- TASK REQUIREMENTS -
Please pick up the article on the Redskins–Seahawks playoff game after its final sentence and write the next part.

— Begin ARTICLE —

Bold Predictions: Defense Wins Championships

You can reach Rich Tandler by email at WarpathInsiders@comcast.net
There is much talk about the relative strength of the schedules played by the Washington Redskins and the Seattle Seahawks and how that should influence the view of their NFC Divisional playoff game on Saturday at Qwest Field. Here are the facts:

The Redskins played home and home against the other three teams their own NFC East division, four games each against the NFC West and the AFC West plus Tampa Bay and Chicago. Those opponents went 138-118, a .539 winning percentage (counting the division opponents’ records twice). That means that every week, week in and week out, the Redskins were facing a 9-7 team.

Seattle played home and home against its own NFC West division, four each vs. the NFC East and the AFC South, plus Atlanta and Green Bay. Those opponents went 110-146, a .429 winning percentage, translating into about a 7-9 team each week.

There are those who say that this means that the Redskins are a battle-tested bunch whose record was well earned while Seattle is a mere paper bird of prey with a gaudy record built on the backs of the dregs of the NFL. There is some merit to the first point while the view here is that the talk of the Seahawks being weaker than their record doesn’t hold much water.

If Seattle had been taken down to the wire a lot this season, if they had needed late field goals or defensive stands to eke out wins over their mediocre competition, their schedule might legitimately taken into account when evaluating them. However, in their 13 wins they outscored the competition by a combined 404-202. If you do the math, you’ll find that that is a 2-1 margin. It doesn’t matter who you’re playing, if you double up your opponent week in and week out you probably would have been pretty successful no matter who you were playing.

Might the Seahawks have won one or two fewer games had they played Washington’s schedule? Possibly but it’s still likely that they’d have home field advantage. Would they have the league’s top offense and the NFL’s top rusher if they’d had a tougher road along the way? Probably not, although it wouldn’t make Matt Hasselbeck, Shaun Alexander and company any less formidable.

That offense is one of many pluses the Seahawks have going for them. They also have the home field advantage throughout and the bye week in their favor. History has shown that these are not just major advantages, they are insurmountable. No six seed has ever advanced through the top seed to get to a conference championship game.

— End ARTICLE —
— Begin MATERIAL SHOWN —

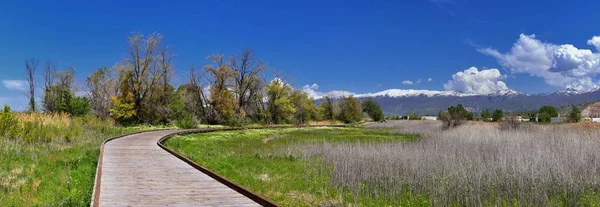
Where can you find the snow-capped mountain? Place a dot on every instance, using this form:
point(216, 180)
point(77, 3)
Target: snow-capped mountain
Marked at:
point(395, 93)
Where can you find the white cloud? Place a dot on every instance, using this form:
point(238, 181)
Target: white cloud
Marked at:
point(20, 85)
point(559, 65)
point(337, 93)
point(595, 41)
point(311, 91)
point(478, 82)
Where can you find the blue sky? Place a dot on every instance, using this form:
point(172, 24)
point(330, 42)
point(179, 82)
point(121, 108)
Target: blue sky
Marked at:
point(356, 46)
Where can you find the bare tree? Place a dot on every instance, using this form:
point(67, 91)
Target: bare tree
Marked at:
point(145, 64)
point(198, 101)
point(102, 85)
point(30, 68)
point(247, 74)
point(222, 102)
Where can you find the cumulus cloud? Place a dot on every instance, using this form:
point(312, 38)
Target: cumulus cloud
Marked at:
point(478, 82)
point(20, 85)
point(559, 65)
point(595, 41)
point(311, 90)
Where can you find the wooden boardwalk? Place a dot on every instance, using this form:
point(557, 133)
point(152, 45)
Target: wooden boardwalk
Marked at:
point(137, 172)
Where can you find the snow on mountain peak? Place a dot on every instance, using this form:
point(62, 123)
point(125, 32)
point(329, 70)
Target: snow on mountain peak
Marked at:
point(412, 92)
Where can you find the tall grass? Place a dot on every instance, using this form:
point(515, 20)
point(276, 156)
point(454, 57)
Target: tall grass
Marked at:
point(472, 165)
point(50, 159)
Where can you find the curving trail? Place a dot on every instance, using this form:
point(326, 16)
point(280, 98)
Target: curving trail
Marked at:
point(135, 171)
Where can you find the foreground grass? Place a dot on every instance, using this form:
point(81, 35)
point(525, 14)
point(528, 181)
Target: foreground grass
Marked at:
point(56, 172)
point(261, 160)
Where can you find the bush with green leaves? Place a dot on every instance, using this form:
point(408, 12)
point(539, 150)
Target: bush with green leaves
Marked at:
point(186, 122)
point(373, 109)
point(546, 113)
point(8, 123)
point(455, 116)
point(350, 110)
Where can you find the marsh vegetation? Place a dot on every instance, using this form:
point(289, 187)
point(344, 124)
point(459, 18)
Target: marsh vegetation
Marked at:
point(474, 164)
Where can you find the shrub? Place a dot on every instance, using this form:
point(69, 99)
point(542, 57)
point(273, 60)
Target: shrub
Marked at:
point(8, 123)
point(546, 113)
point(510, 123)
point(350, 110)
point(373, 109)
point(455, 116)
point(497, 115)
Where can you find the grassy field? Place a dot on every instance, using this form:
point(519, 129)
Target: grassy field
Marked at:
point(476, 164)
point(267, 162)
point(50, 160)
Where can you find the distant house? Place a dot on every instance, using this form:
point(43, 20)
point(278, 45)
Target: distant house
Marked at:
point(557, 119)
point(429, 118)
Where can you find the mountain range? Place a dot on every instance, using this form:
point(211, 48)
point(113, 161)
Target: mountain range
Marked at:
point(402, 101)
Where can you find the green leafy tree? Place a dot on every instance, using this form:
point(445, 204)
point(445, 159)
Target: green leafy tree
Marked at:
point(326, 108)
point(8, 123)
point(78, 106)
point(575, 114)
point(373, 109)
point(497, 115)
point(485, 115)
point(123, 108)
point(546, 113)
point(455, 116)
point(350, 111)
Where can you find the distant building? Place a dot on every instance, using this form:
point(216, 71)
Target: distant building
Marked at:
point(557, 119)
point(429, 118)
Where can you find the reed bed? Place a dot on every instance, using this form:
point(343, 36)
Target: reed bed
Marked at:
point(475, 164)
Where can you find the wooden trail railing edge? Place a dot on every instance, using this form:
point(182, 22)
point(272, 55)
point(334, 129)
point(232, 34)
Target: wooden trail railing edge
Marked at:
point(251, 195)
point(97, 180)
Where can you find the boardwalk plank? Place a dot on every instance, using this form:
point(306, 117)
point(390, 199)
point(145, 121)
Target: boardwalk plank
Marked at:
point(137, 172)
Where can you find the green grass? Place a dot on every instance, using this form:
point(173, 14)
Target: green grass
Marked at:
point(59, 172)
point(256, 159)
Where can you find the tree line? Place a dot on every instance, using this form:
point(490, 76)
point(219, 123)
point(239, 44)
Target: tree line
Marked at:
point(232, 90)
point(456, 115)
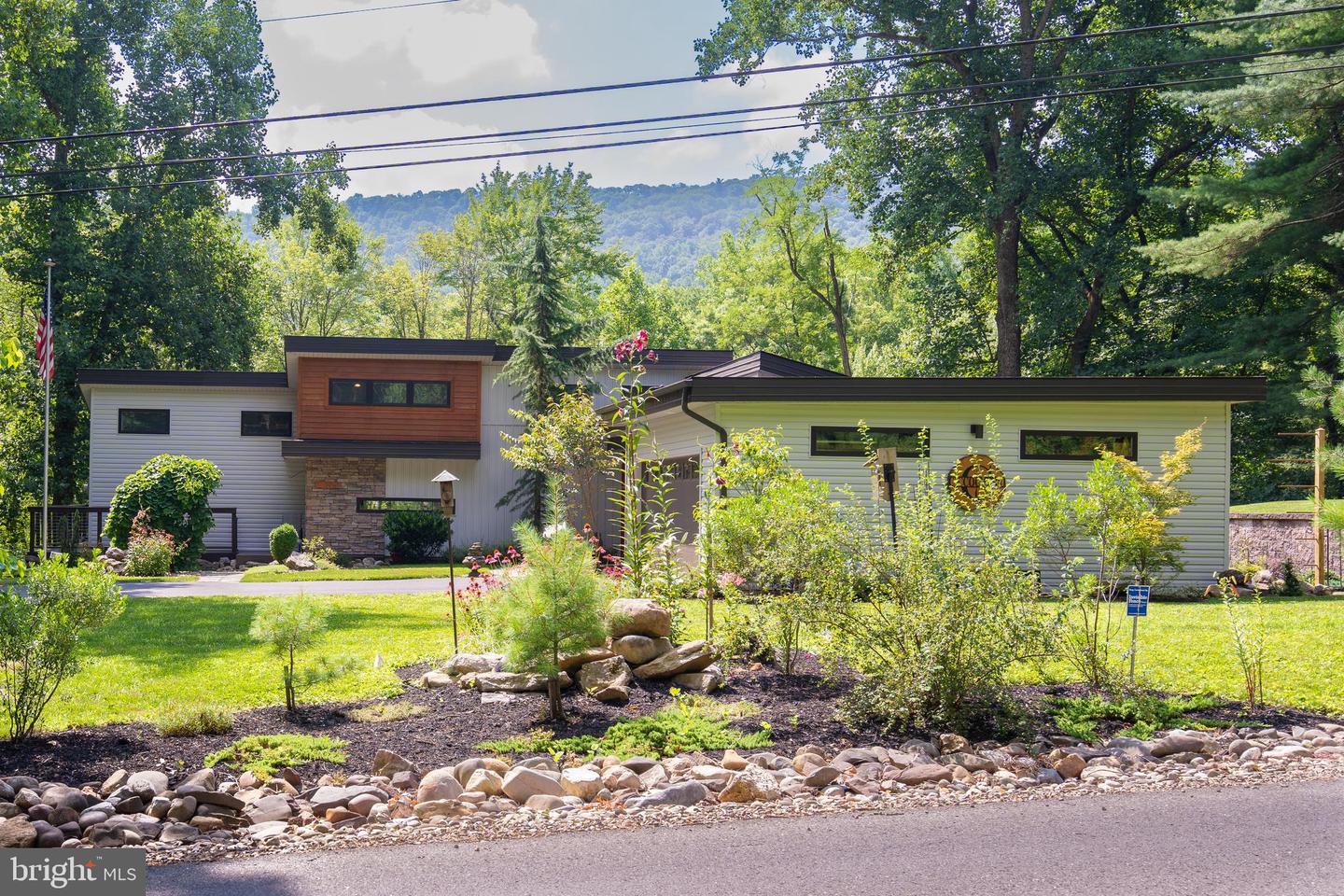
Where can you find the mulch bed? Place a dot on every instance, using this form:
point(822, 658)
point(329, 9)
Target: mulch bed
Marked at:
point(800, 709)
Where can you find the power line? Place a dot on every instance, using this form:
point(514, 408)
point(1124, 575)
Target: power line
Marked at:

— End MATERIAL SHOWN —

- EXERCISE RESULT -
All is not lost for the Redskins, however. They have a few things going for them as well. Joe Gibbs is a Hall of Fame coach because he wins in January. Mark Brunell, albeit a younger, spryer version, has won playoff games in tough places. Clinton Portis is clearly a cut below Alexander in the pecking order of NFL running backs, but just one cut. The best receiver on the field will be Santana Moss and even the most avid Seattle homer would have to concede that the Redskins have the superior defensive unit.

Offensively, the Redskins will come out just like they did against the Bucs; taking some shots to try to get the early lead (That entire game wasn’t played with the offense in a shell; remember Portis’ option pass on their first offensive series?). In the course of doing so, expect heavy doses of Clinton “Gut and Power” up the middle. That’s not just because those are his favorite plays, it’s because the Redskins have an average weight advantage of over 30 pounds a man along their offensive line compared to Seattle’s front four. Ladell Betts will spell Portis as Gibbs is going to want 40 carries out of the two of them combined (they got a combined 37 against Seattle in Week 4).

Should the Redskins get decent production out of Moss and Chris Cooley—and they caught a combined 10 passes for 148 yards the last time these two teams played—the Redskins should be able to put up 17 to 21 points.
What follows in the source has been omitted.